◆ **Written problem 1**
From the machine-learning methods excerpt, write out word for word the part that opens with the words containing "As shown in" and closes with "K-nearest neighbor algorithm.".
◆ **Written problem 2**
According to the machine-learning methods excerpt, what is the initial learning rate used for the multi-layer perceptron?
◆ **Written problem 3**
Using the machine-learning methods excerpt, explain why hidden layer sizes and activation are the settings varied across the multi-layer perceptron test cases.

◆ **Source passage**
################
4.3 Multi-layer perceptron
Multi-layer perceptron is a supervised learning algorithm that learns a non-linear function approximator for regression. Between the input and the output layer, there can be one or more hidden layers and non-linear activation function [44]. The hidden layer sizes and activation are the most important parameters to determine the performance of multi-layer perceptron. The solver is ‘adam’. L2 penalty (regularization term) parameter is 0.0001. The learning rate is constant and the initial learning rate is 0.001.
As shown in Table 2, 12 cases were tested. The results from case 1 to 9 are used to identify the effects of hidden layer sizes, and the results from case 10 to 12 and case 1 are used to identify the effects of activation. It is shown from Fig 8 the first layer size plays a dominant role in the predicted accuracy and computation time. Meanwhile, the predicted accuracy and computation time are not sensitive to the activation functions except for ‘identity’. It is noteworthy that multi-layer perceptron is a time-consuming learning method, which takes time of two orders of magnitude more than K-nearest neighbor algorithm.
4.4 Support vector machines
Support vector regression is extended from support vector classification. In the support vector regression, the inner product in high dimensional space is skillfully solved by introducing kernel function, and the nonlinear regression problem is well realized [45]. The selection of the kernel function parameter and error penalty factor affected the precision of the support vector machine significantly. Kernel coefficient is default as ‘scale’.
Six cases with different parameters in Table 3 were tested. The results from case 1 to 4 are used to identify the effects of kernel function, and the results from case 5 to 6 and case 1 are used to identify the effects of error penalty factor of C. It is shown from Fig 9 that kernel function has significant influence on the predicted accuracy and computation time. In comparisons among cases from 1 to 4, kernel of ‘rbf’ has best learning performance for seven-hole probe calibration. Error penalty factor of C has little effects on the accuracy but affects the computation time significantly.
################
◆ **Excerpts of pointing data**
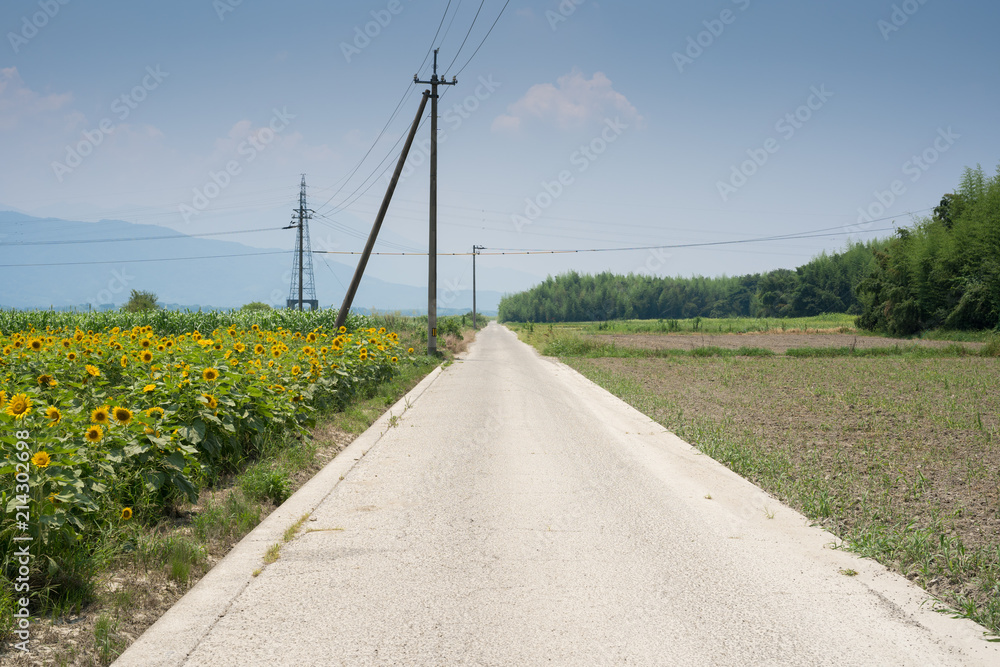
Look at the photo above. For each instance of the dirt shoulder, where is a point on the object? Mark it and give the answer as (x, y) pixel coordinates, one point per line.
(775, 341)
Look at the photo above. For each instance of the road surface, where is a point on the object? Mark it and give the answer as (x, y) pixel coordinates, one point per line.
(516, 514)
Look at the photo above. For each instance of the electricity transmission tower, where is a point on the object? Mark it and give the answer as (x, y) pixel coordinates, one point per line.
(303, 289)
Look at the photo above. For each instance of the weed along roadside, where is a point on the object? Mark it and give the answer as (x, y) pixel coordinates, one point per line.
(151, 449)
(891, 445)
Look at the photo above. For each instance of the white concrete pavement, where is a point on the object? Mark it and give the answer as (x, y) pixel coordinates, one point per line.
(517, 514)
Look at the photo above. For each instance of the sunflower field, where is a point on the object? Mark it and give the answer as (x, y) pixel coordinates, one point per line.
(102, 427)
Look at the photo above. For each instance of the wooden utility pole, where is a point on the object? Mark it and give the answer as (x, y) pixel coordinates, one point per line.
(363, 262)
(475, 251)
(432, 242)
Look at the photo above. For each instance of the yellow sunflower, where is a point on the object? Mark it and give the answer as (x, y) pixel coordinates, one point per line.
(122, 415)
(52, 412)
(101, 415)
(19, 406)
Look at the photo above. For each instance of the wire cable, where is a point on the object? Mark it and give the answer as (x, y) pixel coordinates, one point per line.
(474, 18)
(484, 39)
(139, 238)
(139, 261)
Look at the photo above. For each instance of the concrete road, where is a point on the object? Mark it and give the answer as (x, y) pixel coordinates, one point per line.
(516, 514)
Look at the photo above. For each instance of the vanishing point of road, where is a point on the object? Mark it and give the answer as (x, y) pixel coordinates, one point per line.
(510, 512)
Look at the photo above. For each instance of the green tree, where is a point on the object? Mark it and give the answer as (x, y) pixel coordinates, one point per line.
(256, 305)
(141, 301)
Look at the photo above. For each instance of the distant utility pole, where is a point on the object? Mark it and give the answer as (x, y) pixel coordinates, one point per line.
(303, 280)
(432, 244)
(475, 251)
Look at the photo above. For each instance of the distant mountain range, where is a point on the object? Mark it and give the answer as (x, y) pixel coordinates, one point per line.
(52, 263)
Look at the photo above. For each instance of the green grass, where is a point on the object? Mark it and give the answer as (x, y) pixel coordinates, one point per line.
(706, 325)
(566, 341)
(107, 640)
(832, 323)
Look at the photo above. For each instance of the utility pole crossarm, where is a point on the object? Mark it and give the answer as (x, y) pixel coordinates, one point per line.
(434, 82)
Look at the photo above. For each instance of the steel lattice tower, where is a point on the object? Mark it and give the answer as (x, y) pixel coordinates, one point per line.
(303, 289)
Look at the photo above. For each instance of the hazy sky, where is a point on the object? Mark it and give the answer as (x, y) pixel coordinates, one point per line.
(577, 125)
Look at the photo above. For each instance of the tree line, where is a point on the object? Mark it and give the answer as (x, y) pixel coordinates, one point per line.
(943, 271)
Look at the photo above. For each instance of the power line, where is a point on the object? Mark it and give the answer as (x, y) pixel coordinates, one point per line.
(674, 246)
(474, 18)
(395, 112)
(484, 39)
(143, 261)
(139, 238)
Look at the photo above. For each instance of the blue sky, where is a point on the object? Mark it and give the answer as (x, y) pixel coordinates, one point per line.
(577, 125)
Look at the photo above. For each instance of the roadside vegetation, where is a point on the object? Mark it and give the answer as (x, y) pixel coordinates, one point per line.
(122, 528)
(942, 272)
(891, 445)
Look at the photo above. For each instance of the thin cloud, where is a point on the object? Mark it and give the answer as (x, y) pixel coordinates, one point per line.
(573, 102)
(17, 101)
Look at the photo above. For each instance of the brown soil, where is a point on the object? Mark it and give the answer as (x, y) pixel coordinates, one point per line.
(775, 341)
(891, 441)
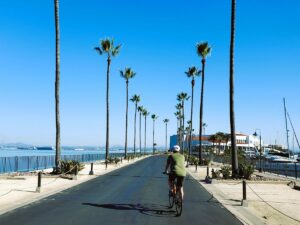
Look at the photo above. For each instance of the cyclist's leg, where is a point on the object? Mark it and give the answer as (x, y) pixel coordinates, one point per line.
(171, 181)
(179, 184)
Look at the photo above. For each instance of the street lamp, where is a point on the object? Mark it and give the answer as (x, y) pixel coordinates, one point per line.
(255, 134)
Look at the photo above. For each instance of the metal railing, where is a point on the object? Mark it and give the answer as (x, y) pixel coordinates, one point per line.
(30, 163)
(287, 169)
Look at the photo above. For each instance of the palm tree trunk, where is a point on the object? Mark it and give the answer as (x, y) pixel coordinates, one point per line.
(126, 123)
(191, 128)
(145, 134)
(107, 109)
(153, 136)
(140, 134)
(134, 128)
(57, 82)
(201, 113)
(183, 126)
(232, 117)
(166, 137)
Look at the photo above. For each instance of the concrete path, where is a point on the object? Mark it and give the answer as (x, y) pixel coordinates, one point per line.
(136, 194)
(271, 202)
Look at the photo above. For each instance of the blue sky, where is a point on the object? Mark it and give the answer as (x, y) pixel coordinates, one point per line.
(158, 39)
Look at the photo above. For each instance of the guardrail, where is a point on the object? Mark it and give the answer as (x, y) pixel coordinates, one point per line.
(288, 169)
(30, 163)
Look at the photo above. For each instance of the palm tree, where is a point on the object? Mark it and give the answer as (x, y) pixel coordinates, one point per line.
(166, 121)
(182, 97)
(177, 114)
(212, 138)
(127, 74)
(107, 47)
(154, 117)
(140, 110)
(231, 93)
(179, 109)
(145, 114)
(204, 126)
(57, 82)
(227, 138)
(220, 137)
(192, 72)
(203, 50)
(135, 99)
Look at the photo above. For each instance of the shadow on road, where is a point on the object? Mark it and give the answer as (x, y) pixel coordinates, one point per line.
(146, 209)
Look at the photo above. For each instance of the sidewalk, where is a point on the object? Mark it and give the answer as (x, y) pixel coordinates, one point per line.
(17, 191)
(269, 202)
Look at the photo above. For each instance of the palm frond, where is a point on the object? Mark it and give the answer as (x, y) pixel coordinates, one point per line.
################
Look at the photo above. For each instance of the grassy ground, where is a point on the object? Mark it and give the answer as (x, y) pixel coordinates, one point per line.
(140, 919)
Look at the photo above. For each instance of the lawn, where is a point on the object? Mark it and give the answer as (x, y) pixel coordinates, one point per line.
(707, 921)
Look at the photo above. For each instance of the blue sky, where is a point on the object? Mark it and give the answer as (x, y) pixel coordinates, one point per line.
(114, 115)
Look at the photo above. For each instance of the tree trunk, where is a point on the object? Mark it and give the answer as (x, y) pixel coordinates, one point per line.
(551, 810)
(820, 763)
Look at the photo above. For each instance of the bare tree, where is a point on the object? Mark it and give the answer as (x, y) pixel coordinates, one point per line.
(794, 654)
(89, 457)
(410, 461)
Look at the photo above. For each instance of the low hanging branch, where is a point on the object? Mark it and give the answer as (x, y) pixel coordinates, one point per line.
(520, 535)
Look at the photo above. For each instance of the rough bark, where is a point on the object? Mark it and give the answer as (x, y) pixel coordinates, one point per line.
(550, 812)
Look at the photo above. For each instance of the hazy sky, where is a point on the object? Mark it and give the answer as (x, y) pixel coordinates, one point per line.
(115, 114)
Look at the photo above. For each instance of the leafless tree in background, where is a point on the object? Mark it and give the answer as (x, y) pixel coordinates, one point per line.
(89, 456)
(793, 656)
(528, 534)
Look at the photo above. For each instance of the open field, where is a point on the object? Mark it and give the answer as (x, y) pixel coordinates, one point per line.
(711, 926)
################
◆ **Problem solution 1**
As shown in Table 2, 12 cases were tested. The results from case 1 to 9 are used to identify the effects of hidden layer sizes, and the results from case 10 to 12 and case 1 are used to identify the effects of activation. It is shown from Fig 8 the first layer size plays a dominant role in the predicted accuracy and computation time. Meanwhile, the predicted accuracy and computation time are not sensitive to the activation functions except for ‘identity’. It is noteworthy that multi-layer perceptron is a time-consuming learning method, which takes time of two orders of magnitude more than K-nearest neighbor algorithm.

◆ **Problem solution 2**
The initial learning rate is 0.001.

◆ **Problem solution 3**
The excerpt calls hidden layer sizes and activation the most important parameters for determining the multi-layer perceptron's performance. Cases 1 to 9 therefore examine hidden layer sizes, and cases 10 to 12 together with case 1 examine activation.